▶ **Consegne**
a – Nel testo sul verbo perpetrare, quale verbo avrebbe dovuto comparire nella frase del “Corriere della Sera” al posto di perpetrare?
b – Scrivi il seguito del testo sul verbo perpetrare, cominciando subito dopo la sua ultima frase.

Ci sono giunte diverse domande sul verbo perpetrare. Un primo gruppo di lettori chiede un parere su usi di questo verbo in contesti dove sembrerebbero più opportuni verbi diversi, come perpetuare, o addirittura punire. Altri chiedono quale ne sia il senso in contesti dove risulta di non facile comprensione, e se esistano dei sinonimi con cui sostituirlo.

Risposta
Dal Belgio, un lettore segnala che in un articolo pubblicato sul “Corriere della Sera” del 16 febbraio 2014 ha trovato questa frase: “Una città abituata a perpetrare le sue gerarchie si riconosce nel giovanotto venuto dal contado”. Abbiamo controllato l’articolo, di Aldo Cazzullo, che riguarda la personalità e l’ascesa politica di Matteo Renzi. La città in questione è dunque Firenze, e il giovanotto venuto dal contado è il promettente Matteo, che proviene da Rignano sull’Arno. Il contesto permette di capire che il valore della frase è concessivo: benché abituata a non cambiare facilmente guida, Firenze questa volta sceglie come suo sindaco Renzi (preferendolo a personaggi più “storici”, come il dirigente PD e già parlamentare europeo Lapo Pistelli, o l’ex portiere della fiorentina Giovanni Galli). Insomma, nel testo vi è un errore: perpetrare sta semplicemente al posto di perpetuare, che significa ‘rendere perpetuo’, ‘far durare (a lungo, al limite in eterno)’.

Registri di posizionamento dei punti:
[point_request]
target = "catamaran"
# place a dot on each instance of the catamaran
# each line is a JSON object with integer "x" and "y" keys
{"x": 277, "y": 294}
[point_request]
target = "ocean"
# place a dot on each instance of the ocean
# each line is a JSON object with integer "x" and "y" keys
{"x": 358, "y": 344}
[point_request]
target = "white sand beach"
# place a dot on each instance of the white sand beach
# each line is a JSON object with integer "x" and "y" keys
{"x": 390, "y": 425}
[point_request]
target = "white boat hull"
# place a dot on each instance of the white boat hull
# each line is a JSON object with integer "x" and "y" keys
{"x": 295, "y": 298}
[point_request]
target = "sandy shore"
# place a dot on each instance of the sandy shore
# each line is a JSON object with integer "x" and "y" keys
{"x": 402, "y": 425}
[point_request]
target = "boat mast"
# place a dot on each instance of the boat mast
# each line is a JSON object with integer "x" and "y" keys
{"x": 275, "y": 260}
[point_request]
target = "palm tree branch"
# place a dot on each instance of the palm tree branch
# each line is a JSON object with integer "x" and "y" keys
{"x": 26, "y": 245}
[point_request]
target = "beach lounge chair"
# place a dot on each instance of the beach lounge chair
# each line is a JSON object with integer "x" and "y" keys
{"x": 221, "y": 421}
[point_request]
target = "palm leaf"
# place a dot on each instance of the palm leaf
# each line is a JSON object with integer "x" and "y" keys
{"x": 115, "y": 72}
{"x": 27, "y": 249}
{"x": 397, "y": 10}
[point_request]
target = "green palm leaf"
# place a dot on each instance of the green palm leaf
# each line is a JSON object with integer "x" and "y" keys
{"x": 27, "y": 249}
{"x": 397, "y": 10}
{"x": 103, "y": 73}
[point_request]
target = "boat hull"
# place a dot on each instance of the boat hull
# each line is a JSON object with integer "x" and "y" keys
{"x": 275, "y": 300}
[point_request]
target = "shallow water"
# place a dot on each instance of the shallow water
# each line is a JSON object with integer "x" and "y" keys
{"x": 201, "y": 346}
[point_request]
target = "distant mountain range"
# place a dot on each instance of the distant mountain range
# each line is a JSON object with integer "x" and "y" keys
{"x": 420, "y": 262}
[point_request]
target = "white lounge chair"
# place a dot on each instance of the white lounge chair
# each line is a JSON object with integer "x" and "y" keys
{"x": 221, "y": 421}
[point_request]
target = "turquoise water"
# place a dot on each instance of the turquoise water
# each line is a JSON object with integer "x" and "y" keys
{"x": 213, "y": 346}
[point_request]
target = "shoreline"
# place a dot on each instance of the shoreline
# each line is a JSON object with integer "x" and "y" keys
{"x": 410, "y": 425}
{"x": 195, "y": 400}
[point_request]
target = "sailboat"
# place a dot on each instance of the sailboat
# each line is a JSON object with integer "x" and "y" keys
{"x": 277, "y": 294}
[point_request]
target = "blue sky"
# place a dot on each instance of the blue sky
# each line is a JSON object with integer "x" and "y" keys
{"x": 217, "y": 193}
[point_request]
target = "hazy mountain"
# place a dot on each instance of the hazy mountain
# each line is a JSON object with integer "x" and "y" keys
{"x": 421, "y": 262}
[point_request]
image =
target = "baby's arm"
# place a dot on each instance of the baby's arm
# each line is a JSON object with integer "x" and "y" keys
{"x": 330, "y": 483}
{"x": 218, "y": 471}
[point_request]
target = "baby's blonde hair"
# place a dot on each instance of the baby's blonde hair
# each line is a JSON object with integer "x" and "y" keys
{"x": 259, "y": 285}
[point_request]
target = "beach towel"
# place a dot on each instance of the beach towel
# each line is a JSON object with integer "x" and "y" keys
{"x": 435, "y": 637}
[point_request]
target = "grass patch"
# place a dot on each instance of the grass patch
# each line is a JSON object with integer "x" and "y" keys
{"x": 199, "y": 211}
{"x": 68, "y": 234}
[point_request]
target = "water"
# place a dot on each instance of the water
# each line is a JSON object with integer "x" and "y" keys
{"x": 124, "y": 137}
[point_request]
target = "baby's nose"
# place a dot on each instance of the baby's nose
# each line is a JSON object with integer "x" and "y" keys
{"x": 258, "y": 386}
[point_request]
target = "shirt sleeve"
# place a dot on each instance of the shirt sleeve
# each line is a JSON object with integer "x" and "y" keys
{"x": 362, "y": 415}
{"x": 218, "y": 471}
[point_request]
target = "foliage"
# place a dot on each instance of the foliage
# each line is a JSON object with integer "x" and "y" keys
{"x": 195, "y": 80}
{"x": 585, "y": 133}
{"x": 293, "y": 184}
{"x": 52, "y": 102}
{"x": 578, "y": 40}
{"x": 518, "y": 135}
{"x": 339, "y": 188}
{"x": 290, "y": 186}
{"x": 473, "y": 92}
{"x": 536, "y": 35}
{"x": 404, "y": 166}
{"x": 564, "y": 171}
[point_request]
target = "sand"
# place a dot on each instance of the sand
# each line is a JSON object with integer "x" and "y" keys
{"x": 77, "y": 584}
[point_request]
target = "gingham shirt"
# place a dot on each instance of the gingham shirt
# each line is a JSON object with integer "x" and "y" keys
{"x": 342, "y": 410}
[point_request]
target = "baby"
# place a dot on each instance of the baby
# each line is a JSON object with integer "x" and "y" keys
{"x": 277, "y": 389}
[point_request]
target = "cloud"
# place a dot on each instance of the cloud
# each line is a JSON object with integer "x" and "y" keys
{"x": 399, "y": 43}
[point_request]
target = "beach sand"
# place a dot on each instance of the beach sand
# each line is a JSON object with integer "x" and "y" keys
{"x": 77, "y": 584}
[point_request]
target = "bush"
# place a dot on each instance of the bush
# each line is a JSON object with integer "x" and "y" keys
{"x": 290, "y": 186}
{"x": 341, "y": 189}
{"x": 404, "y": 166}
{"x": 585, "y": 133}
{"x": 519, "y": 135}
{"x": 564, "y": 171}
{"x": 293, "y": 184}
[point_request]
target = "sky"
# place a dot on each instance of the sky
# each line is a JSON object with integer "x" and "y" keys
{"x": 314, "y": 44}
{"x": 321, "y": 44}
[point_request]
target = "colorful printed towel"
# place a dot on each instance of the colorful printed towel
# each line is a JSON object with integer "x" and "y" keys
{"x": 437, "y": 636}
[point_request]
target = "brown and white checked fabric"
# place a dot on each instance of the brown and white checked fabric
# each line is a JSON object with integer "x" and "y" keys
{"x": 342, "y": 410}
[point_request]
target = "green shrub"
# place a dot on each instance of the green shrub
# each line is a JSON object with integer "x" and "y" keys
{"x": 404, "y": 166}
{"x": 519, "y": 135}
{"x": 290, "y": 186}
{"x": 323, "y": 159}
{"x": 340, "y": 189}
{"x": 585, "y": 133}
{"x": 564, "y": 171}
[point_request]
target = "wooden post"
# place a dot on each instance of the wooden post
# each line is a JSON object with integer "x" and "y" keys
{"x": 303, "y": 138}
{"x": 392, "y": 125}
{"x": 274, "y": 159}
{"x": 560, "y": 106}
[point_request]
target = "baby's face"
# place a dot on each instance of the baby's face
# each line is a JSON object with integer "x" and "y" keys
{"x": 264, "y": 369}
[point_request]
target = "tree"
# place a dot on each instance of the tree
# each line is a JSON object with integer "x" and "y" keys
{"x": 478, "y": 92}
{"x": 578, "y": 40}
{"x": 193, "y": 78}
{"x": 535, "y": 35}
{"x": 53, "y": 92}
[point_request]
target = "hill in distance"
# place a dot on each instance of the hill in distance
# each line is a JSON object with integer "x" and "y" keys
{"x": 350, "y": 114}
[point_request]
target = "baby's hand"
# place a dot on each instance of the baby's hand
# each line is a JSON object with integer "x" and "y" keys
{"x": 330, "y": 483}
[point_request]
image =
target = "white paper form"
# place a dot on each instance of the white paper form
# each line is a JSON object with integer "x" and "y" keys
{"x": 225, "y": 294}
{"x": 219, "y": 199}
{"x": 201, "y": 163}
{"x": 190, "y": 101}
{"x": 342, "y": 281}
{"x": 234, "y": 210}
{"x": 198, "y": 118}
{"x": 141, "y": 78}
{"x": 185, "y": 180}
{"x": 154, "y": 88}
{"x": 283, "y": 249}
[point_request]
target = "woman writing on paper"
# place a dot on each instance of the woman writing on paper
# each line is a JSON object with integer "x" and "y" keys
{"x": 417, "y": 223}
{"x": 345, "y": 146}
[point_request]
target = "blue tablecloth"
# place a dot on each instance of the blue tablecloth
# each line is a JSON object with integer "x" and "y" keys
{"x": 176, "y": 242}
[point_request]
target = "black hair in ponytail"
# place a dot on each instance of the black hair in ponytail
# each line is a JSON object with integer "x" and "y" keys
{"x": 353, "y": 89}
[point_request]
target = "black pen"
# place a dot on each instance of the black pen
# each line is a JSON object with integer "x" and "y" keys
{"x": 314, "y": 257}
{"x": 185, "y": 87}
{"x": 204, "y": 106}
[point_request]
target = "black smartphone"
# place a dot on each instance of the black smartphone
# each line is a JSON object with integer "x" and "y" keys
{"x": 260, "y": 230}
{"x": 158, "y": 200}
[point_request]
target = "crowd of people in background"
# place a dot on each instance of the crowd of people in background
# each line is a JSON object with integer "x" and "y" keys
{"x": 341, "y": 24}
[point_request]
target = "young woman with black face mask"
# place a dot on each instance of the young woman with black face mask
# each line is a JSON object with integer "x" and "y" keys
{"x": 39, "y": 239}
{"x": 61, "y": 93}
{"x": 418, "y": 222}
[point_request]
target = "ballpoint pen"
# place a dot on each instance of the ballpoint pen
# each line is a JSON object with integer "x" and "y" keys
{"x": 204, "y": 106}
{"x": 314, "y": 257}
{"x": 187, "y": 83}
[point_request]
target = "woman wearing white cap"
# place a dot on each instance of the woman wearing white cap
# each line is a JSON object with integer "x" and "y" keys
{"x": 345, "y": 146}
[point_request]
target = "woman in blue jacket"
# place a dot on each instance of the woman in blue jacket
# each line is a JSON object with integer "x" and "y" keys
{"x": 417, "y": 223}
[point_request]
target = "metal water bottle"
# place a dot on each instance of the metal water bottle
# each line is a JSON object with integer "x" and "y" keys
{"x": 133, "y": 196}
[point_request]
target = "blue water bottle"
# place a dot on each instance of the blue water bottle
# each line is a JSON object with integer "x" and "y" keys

▶ **Soluzioni**
a – Perpetuare, che significa ‘rendere perpetuo’, ‘far durare (a lungo, al limite in eterno)’.

b –
Se si tratti di mero refuso o di vero scambio fra i due verbi, avvenuto in qualche fase della pubblicazione del testo, non è dato sapere con certezza; ma si possono fare delle ipotesi. Non per caso un’altra lettrice, da Torino, lamenta una certa frequenza di questa sostituzione, che esemplifica con l’espressione “perpetrare il ricordo di un evento”, e ce ne chiede la causa. Un altro esempio ci viene segnalato da Milano, chiedendo se sia corretta questa frase, che la lettrice ha trovato leggendo un articolo su “Vanity Fair”: “[…] aveva perpetrato il sogno di una famiglia”. Non conoscendone il contesto, si può essere in dubbio. Ma facciamo un passo indietro per inquadrare il problema.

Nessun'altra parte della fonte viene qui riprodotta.